Records contained in a dataset
-*-*-

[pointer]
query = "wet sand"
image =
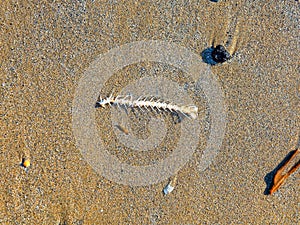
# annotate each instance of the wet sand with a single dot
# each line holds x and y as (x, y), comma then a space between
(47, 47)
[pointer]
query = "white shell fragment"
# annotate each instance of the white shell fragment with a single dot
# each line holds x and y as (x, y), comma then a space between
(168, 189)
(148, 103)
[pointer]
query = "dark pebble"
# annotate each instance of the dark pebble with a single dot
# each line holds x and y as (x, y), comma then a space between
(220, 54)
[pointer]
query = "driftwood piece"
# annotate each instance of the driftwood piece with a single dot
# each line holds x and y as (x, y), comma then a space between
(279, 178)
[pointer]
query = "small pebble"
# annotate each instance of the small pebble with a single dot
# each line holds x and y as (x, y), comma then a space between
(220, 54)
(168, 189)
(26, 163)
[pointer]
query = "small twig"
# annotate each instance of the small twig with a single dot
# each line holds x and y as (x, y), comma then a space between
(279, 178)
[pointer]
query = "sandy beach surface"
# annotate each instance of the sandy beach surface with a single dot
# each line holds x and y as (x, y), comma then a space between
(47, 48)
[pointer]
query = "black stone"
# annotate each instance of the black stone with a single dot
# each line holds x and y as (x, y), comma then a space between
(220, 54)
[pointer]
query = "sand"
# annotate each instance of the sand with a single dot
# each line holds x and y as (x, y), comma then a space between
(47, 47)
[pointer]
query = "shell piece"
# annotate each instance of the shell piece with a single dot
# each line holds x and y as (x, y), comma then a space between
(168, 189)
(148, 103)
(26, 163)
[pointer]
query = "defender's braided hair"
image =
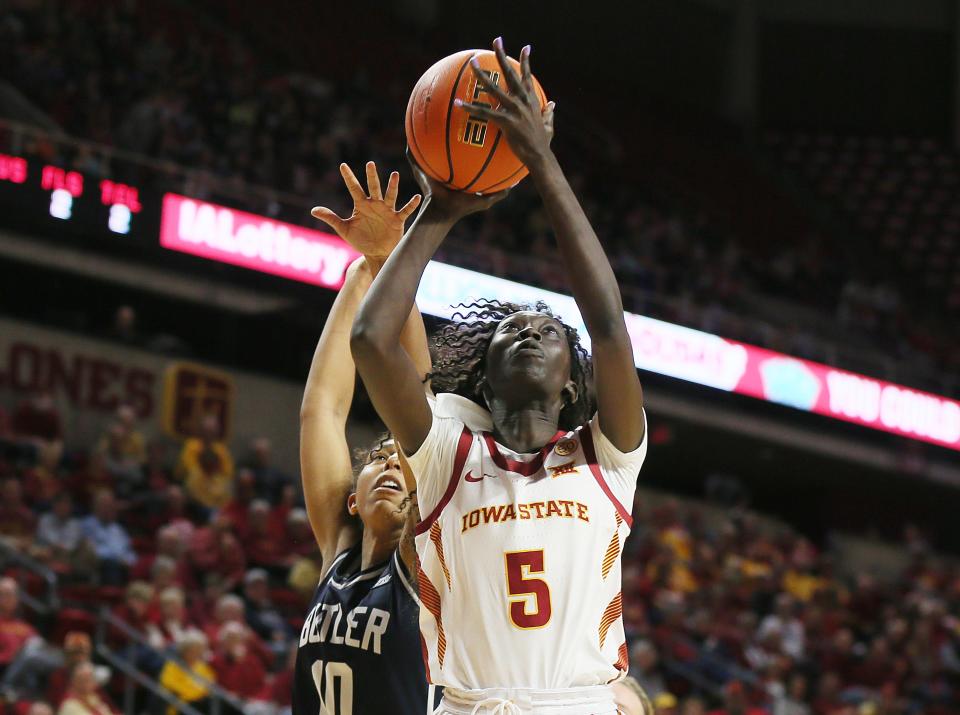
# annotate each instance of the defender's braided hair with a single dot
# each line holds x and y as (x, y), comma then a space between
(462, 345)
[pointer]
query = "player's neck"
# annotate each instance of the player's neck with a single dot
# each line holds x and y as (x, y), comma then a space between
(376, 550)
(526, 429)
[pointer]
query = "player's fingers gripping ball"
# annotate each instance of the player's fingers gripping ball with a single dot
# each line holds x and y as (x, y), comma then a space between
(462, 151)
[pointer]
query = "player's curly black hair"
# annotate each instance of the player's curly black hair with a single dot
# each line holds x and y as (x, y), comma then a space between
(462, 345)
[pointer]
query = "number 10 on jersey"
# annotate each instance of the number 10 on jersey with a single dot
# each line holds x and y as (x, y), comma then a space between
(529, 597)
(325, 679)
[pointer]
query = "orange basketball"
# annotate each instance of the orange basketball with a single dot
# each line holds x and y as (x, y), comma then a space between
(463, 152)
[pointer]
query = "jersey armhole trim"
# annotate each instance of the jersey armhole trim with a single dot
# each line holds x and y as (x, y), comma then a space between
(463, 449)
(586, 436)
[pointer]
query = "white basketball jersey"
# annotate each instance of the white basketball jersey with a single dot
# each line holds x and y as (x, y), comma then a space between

-*-*-

WHAT YOU HAVE TO DO:
Please count the lines in the rows above that contain the string "jersey", and reply with only that number.

WRITTEN SOLUTION:
6